▸ **Items from a dataset**:
-- start --

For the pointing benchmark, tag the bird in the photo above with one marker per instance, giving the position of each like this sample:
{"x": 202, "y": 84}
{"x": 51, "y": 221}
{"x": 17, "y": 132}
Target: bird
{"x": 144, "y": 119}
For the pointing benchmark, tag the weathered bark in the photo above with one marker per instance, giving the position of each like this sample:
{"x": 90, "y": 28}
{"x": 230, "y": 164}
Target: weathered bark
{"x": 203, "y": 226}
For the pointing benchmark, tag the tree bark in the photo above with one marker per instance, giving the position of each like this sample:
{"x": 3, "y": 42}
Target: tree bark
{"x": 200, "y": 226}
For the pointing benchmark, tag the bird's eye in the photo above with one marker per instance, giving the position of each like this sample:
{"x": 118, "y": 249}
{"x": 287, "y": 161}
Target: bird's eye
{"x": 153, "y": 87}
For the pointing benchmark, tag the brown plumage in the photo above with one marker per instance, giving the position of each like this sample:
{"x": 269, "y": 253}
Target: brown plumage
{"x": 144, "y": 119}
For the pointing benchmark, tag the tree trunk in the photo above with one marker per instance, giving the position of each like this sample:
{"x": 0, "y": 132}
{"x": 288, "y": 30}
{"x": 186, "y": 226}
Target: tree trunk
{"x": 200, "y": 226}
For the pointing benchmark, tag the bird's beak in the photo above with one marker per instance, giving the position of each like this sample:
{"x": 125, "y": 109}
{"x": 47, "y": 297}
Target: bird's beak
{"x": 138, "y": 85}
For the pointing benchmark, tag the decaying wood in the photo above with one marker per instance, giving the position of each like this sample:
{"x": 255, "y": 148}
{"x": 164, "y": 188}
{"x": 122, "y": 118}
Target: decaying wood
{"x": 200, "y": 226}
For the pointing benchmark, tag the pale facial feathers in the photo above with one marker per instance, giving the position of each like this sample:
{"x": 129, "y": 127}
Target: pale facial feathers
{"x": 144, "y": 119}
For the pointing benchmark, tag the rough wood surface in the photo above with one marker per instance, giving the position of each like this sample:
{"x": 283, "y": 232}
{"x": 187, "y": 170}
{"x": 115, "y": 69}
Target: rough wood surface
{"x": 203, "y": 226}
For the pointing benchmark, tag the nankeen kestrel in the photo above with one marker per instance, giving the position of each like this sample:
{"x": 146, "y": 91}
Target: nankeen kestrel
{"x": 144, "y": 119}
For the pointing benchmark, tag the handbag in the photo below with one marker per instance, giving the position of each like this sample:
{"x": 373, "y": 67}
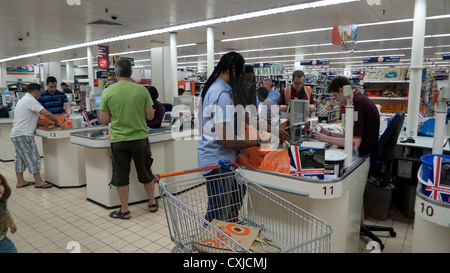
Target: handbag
{"x": 248, "y": 238}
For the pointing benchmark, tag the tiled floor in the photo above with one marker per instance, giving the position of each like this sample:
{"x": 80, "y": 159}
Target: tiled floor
{"x": 48, "y": 220}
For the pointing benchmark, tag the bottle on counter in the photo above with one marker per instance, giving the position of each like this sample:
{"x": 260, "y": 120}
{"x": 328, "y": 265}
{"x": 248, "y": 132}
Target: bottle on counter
{"x": 355, "y": 152}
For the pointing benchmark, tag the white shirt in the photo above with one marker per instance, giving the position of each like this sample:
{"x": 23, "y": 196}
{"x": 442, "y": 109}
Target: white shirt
{"x": 26, "y": 115}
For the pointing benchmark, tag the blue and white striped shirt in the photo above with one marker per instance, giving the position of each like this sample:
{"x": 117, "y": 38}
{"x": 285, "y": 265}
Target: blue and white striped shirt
{"x": 53, "y": 103}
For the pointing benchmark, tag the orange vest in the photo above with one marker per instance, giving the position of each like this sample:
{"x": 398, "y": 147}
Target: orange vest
{"x": 288, "y": 98}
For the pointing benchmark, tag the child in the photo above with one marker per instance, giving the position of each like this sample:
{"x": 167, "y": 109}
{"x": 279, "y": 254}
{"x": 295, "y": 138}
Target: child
{"x": 6, "y": 221}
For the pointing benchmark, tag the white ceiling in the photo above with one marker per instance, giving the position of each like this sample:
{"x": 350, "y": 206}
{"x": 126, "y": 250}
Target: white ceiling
{"x": 47, "y": 24}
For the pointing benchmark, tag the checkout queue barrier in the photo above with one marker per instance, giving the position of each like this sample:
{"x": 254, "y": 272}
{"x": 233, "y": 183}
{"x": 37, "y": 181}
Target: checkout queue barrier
{"x": 338, "y": 201}
{"x": 7, "y": 147}
{"x": 63, "y": 162}
{"x": 170, "y": 153}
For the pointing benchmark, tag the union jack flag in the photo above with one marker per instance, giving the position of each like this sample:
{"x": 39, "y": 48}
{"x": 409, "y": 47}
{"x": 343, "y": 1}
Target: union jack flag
{"x": 433, "y": 187}
{"x": 296, "y": 164}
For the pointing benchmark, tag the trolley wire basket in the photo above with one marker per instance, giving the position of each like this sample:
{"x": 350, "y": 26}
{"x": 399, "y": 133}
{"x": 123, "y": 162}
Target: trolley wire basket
{"x": 191, "y": 205}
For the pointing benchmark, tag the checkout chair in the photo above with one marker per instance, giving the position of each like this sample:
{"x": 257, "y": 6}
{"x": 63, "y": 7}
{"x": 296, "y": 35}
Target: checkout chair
{"x": 381, "y": 169}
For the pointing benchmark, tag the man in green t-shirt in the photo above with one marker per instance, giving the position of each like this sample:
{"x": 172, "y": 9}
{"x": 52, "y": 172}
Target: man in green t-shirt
{"x": 127, "y": 106}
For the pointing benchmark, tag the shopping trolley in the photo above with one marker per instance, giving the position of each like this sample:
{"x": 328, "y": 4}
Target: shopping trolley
{"x": 235, "y": 199}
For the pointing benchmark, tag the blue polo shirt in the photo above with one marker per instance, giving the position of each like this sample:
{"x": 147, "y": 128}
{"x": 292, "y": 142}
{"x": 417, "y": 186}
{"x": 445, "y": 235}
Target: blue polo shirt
{"x": 53, "y": 103}
{"x": 214, "y": 111}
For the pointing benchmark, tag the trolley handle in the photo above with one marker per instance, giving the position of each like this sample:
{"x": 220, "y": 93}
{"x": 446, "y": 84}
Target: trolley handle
{"x": 224, "y": 164}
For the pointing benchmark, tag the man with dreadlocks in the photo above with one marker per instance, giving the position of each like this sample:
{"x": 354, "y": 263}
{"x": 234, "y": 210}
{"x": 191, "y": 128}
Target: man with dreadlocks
{"x": 222, "y": 92}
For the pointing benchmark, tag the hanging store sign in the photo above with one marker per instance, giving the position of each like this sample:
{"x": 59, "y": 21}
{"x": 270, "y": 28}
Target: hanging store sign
{"x": 118, "y": 57}
{"x": 381, "y": 59}
{"x": 20, "y": 70}
{"x": 315, "y": 62}
{"x": 103, "y": 56}
{"x": 344, "y": 36}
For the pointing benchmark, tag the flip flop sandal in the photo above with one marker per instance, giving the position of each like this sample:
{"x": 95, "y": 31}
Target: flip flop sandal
{"x": 45, "y": 186}
{"x": 120, "y": 215}
{"x": 156, "y": 206}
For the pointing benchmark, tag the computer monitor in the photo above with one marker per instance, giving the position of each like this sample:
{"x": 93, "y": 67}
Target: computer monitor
{"x": 298, "y": 112}
{"x": 20, "y": 95}
{"x": 184, "y": 104}
{"x": 97, "y": 102}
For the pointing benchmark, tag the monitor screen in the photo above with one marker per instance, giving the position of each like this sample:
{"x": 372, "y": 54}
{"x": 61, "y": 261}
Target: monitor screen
{"x": 97, "y": 102}
{"x": 184, "y": 103}
{"x": 20, "y": 95}
{"x": 299, "y": 112}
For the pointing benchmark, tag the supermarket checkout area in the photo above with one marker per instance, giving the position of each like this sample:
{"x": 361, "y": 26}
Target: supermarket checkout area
{"x": 428, "y": 204}
{"x": 171, "y": 151}
{"x": 337, "y": 201}
{"x": 7, "y": 147}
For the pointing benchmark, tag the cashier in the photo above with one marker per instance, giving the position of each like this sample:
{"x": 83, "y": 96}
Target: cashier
{"x": 158, "y": 107}
{"x": 365, "y": 130}
{"x": 297, "y": 90}
{"x": 53, "y": 100}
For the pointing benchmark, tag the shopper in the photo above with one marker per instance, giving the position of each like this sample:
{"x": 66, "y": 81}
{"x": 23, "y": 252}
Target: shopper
{"x": 6, "y": 221}
{"x": 296, "y": 91}
{"x": 273, "y": 95}
{"x": 158, "y": 107}
{"x": 127, "y": 106}
{"x": 54, "y": 100}
{"x": 222, "y": 92}
{"x": 365, "y": 130}
{"x": 265, "y": 105}
{"x": 65, "y": 88}
{"x": 249, "y": 86}
{"x": 77, "y": 96}
{"x": 322, "y": 109}
{"x": 26, "y": 118}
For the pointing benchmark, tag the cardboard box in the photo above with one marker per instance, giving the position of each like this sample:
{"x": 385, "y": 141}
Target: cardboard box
{"x": 307, "y": 162}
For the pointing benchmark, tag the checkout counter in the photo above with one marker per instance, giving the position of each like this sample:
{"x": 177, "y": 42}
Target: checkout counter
{"x": 337, "y": 201}
{"x": 170, "y": 152}
{"x": 63, "y": 162}
{"x": 7, "y": 147}
{"x": 431, "y": 217}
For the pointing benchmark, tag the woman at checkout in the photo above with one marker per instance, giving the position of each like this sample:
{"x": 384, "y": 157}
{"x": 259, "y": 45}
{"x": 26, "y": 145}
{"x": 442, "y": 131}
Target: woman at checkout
{"x": 158, "y": 107}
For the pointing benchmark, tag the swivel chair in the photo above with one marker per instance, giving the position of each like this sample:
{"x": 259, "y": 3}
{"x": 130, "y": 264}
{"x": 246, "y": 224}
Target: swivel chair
{"x": 382, "y": 168}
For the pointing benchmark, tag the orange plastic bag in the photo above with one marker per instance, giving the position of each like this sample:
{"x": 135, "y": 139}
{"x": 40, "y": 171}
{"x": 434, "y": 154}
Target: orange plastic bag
{"x": 276, "y": 161}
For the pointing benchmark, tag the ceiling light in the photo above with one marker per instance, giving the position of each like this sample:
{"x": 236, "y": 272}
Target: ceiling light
{"x": 176, "y": 28}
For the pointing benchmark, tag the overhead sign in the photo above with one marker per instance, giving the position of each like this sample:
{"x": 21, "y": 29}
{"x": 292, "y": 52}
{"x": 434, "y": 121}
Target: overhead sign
{"x": 315, "y": 62}
{"x": 118, "y": 57}
{"x": 103, "y": 56}
{"x": 381, "y": 59}
{"x": 344, "y": 36}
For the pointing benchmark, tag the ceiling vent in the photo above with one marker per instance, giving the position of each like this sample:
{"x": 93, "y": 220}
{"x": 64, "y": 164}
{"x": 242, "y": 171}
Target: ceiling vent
{"x": 104, "y": 22}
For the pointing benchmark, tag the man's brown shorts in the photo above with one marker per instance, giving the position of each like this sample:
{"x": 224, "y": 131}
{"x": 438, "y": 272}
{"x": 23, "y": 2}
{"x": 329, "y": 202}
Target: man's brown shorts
{"x": 121, "y": 155}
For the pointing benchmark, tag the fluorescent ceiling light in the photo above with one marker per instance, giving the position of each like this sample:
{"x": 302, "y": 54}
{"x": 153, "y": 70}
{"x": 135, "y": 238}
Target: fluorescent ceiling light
{"x": 176, "y": 28}
{"x": 330, "y": 28}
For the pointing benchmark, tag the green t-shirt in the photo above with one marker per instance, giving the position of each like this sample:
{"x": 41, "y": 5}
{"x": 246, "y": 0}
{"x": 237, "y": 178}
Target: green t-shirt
{"x": 126, "y": 102}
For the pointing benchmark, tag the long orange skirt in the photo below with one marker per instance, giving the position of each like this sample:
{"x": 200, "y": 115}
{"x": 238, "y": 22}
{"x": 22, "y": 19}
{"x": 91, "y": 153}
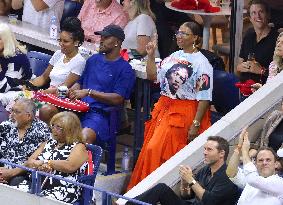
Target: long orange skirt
{"x": 165, "y": 134}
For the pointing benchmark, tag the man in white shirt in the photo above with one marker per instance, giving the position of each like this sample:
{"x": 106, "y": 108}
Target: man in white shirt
{"x": 39, "y": 12}
{"x": 260, "y": 183}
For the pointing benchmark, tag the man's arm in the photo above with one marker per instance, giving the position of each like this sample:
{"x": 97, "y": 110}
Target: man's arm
{"x": 17, "y": 4}
{"x": 187, "y": 176}
{"x": 234, "y": 162}
{"x": 7, "y": 174}
{"x": 107, "y": 98}
{"x": 39, "y": 5}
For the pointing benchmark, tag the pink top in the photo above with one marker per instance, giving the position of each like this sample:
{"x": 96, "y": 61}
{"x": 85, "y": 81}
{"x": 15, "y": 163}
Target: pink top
{"x": 273, "y": 71}
{"x": 95, "y": 20}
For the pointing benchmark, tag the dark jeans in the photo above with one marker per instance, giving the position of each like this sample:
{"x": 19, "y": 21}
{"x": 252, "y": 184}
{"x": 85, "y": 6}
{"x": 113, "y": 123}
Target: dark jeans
{"x": 160, "y": 193}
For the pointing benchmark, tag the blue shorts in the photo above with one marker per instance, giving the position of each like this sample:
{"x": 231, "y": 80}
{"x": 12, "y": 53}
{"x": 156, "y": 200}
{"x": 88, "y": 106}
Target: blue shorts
{"x": 98, "y": 122}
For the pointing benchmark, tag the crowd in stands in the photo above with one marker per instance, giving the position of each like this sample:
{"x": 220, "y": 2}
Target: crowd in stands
{"x": 55, "y": 142}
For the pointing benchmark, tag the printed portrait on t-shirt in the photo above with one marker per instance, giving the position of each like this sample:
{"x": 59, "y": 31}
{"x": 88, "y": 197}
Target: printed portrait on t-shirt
{"x": 176, "y": 76}
{"x": 203, "y": 82}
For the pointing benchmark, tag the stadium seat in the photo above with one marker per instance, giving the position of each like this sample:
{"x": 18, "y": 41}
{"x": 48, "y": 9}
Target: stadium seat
{"x": 38, "y": 62}
{"x": 225, "y": 95}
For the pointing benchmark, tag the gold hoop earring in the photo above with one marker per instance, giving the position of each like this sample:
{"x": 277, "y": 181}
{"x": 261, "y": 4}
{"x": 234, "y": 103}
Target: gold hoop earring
{"x": 194, "y": 45}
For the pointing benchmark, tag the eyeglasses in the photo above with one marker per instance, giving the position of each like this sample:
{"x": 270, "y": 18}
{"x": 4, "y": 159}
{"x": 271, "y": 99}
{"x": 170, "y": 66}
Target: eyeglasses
{"x": 182, "y": 33}
{"x": 56, "y": 127}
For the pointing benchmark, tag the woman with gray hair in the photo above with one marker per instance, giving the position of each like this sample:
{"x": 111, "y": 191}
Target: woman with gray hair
{"x": 276, "y": 66}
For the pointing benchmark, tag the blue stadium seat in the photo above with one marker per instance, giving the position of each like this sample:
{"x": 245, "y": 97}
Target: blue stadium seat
{"x": 225, "y": 95}
{"x": 38, "y": 61}
{"x": 86, "y": 197}
{"x": 71, "y": 8}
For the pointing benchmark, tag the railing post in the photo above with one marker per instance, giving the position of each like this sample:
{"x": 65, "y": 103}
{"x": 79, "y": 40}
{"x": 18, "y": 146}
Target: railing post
{"x": 106, "y": 198}
{"x": 33, "y": 182}
{"x": 38, "y": 183}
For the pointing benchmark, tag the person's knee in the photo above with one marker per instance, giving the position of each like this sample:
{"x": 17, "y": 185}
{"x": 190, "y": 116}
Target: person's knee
{"x": 89, "y": 135}
{"x": 161, "y": 187}
{"x": 46, "y": 112}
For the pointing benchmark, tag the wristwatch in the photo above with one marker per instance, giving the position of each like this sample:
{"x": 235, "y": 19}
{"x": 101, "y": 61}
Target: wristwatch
{"x": 192, "y": 183}
{"x": 196, "y": 123}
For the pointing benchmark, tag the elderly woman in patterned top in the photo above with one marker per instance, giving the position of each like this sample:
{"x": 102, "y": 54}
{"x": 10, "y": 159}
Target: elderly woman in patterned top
{"x": 64, "y": 156}
{"x": 20, "y": 137}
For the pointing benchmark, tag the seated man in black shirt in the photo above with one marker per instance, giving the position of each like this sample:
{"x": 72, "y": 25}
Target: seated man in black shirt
{"x": 258, "y": 44}
{"x": 210, "y": 186}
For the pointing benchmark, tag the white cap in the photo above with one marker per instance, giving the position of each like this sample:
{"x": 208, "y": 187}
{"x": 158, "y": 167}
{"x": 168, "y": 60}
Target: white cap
{"x": 280, "y": 152}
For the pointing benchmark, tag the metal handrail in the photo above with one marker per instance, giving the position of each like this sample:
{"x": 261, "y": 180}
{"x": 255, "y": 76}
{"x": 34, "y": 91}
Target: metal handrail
{"x": 36, "y": 184}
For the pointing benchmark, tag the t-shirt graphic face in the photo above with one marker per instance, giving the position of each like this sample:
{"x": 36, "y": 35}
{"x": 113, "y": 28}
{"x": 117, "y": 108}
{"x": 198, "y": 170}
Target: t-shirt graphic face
{"x": 175, "y": 77}
{"x": 185, "y": 76}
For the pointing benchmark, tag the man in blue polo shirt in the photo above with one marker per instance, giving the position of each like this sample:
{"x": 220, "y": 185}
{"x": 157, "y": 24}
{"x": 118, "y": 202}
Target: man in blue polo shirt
{"x": 106, "y": 81}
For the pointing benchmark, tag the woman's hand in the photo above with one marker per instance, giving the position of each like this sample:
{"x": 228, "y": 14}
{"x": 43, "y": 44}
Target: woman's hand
{"x": 243, "y": 67}
{"x": 255, "y": 87}
{"x": 33, "y": 163}
{"x": 255, "y": 67}
{"x": 241, "y": 138}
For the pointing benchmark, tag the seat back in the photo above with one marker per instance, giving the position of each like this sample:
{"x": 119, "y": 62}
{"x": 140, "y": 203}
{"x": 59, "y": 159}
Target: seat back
{"x": 225, "y": 95}
{"x": 96, "y": 152}
{"x": 71, "y": 8}
{"x": 38, "y": 62}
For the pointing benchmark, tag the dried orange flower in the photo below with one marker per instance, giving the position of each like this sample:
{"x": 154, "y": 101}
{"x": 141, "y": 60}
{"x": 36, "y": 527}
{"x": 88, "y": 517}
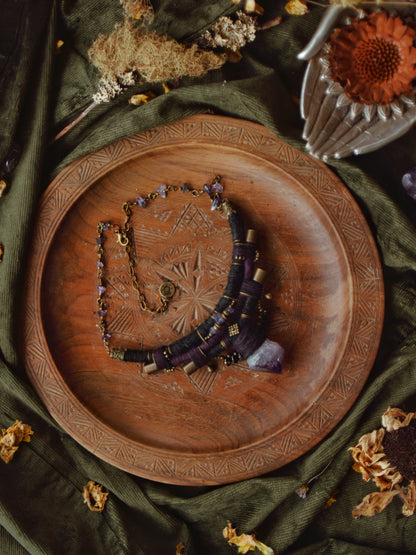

-- end --

▸ **Problem description**:
Rewrite the stretch from the line containing "For the pointing benchmark, tag the man in blue" through the end of the listing, putting "backrest" wherever "seat back" appears and changing nothing else. Leave the pictures out of your answer.

▸ **Solution to this exercise**:
For the pointing benchmark, tag the man in blue polo shirt in the photo above with one marker per instance, giving the position of each like this sample:
{"x": 220, "y": 185}
{"x": 157, "y": 24}
{"x": 118, "y": 202}
Target: man in blue polo shirt
{"x": 106, "y": 81}
For the pointing benchmark, tag the woman's hand in the photo above with one marker per instance, giving the position of each like this sample:
{"x": 228, "y": 14}
{"x": 43, "y": 44}
Target: woman's hand
{"x": 243, "y": 67}
{"x": 255, "y": 87}
{"x": 33, "y": 163}
{"x": 255, "y": 67}
{"x": 241, "y": 138}
For the pointing benchmark, tag the backrest in the photo above with one marker per instance, giving the position of each like this sample:
{"x": 119, "y": 62}
{"x": 140, "y": 203}
{"x": 59, "y": 159}
Target: backrest
{"x": 225, "y": 95}
{"x": 96, "y": 152}
{"x": 71, "y": 8}
{"x": 38, "y": 62}
For the pointing benchmark, tag the dried orange flower in the photo below with one marker per instance, giving the position of each like this sample:
{"x": 154, "y": 101}
{"x": 141, "y": 60}
{"x": 36, "y": 527}
{"x": 88, "y": 517}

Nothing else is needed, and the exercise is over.